WRITTEN EXERCISE: In the records below, convert the lines from the one with "request | drop a dot on each instance of the metal" up to and including the one with "[(207, 184)]" into a JSON list of strings, one string per line, leaving out blank lines.

DATA ROWS:
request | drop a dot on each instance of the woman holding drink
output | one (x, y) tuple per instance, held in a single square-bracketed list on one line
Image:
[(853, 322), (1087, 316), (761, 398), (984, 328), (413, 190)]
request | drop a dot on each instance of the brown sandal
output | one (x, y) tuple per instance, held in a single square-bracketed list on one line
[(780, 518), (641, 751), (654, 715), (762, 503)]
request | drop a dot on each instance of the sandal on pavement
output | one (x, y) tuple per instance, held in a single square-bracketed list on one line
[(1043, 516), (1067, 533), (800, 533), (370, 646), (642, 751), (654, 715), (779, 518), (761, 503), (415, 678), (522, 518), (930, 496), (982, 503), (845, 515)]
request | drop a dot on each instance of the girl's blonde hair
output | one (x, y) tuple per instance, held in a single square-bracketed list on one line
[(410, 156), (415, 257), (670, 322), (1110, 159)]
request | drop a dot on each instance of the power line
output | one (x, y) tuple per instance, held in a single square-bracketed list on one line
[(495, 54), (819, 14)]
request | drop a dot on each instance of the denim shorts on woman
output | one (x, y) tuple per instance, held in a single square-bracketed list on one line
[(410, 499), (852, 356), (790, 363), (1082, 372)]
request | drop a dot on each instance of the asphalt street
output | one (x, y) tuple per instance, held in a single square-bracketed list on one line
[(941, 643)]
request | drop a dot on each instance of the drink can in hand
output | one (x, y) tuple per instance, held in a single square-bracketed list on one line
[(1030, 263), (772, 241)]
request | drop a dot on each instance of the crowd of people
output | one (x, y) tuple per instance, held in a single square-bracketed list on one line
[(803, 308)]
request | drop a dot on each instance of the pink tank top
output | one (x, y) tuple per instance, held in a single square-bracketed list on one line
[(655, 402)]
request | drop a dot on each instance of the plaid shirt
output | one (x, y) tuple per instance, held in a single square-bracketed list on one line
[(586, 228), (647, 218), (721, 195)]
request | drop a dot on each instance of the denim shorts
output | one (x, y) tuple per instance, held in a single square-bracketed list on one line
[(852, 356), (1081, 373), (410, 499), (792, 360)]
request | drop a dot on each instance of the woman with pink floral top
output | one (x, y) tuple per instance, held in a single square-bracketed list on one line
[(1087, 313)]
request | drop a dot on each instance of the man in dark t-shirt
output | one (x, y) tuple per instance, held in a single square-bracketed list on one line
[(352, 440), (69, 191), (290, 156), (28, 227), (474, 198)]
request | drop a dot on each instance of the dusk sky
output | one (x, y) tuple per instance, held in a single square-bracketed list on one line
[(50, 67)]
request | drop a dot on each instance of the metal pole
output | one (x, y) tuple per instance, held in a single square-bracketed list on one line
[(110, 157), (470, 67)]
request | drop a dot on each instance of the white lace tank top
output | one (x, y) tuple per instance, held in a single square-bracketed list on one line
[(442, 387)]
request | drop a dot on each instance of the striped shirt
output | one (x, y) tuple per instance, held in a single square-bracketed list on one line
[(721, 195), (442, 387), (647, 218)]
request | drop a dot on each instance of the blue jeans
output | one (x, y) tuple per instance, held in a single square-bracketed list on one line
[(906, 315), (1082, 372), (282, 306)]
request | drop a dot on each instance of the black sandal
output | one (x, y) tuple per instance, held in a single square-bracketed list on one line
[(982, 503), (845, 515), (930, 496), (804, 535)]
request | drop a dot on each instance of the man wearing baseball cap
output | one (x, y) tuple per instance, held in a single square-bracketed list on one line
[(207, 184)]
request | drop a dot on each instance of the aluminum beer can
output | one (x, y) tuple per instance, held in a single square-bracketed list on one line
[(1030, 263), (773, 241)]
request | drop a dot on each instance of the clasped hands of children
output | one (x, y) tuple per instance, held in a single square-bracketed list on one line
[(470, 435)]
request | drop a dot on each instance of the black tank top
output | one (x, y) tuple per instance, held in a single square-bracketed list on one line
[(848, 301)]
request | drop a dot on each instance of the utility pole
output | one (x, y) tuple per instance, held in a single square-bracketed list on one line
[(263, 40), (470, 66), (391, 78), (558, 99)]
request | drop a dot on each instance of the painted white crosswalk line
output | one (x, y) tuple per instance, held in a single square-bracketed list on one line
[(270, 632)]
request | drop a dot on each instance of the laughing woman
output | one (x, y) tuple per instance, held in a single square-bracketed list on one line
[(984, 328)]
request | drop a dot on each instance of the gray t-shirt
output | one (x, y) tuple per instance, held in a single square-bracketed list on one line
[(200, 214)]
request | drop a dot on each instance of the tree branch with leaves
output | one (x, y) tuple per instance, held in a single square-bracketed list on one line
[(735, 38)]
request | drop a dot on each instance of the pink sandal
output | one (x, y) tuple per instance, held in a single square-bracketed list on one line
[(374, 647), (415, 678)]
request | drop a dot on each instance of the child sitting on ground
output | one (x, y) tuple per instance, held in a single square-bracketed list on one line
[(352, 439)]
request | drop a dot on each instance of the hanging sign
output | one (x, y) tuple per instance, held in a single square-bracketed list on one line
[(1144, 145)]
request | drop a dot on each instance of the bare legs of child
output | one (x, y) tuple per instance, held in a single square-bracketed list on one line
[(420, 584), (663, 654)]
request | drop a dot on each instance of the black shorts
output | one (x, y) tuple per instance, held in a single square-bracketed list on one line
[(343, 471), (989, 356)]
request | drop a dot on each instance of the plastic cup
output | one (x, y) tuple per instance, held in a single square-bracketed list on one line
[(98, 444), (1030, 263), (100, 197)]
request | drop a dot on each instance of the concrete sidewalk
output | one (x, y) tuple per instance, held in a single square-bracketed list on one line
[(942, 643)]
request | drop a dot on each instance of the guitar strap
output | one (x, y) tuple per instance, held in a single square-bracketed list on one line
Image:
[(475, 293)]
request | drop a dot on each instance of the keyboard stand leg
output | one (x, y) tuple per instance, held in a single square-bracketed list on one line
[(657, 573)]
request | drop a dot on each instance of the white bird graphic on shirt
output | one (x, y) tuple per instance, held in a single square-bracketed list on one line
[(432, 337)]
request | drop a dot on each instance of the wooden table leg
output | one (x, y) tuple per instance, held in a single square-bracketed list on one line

ANSWER TO THE EXERCISE:
[
  "request | drop a dot on each instance of the metal pole",
  "output | one (x, y) tuple per instance, held in a single square-bracketed list on one line",
  "[(110, 157), (470, 67)]",
  "request | drop a dot on each instance of the white lace tank top",
  "output | one (x, y) tuple per instance, held in a single square-bracketed list on one line",
  "[(442, 387)]",
  "request | drop a dot on each instance of the striped shirt",
  "output | one (x, y) tuple per instance, held in a single square-bracketed list on one line",
  "[(721, 195), (442, 387), (647, 218)]",
  "request | drop a dot on each instance of the blue jeans",
  "output | one (x, y) tuple per instance, held in a single square-bracketed list on one line",
  "[(906, 315), (1082, 372), (282, 306)]",
  "request | drop a dot on each instance of the black sandal",
  "output | one (x, y) tuple per instance, held in a single square-bracketed list on one line",
  "[(982, 503), (845, 515), (930, 496), (804, 535)]",
  "request | drop a dot on each instance of the man wearing baseball cap",
  "output | one (x, y) tuple per instance, held in a single square-bracketed list on one line",
  "[(207, 184)]"
]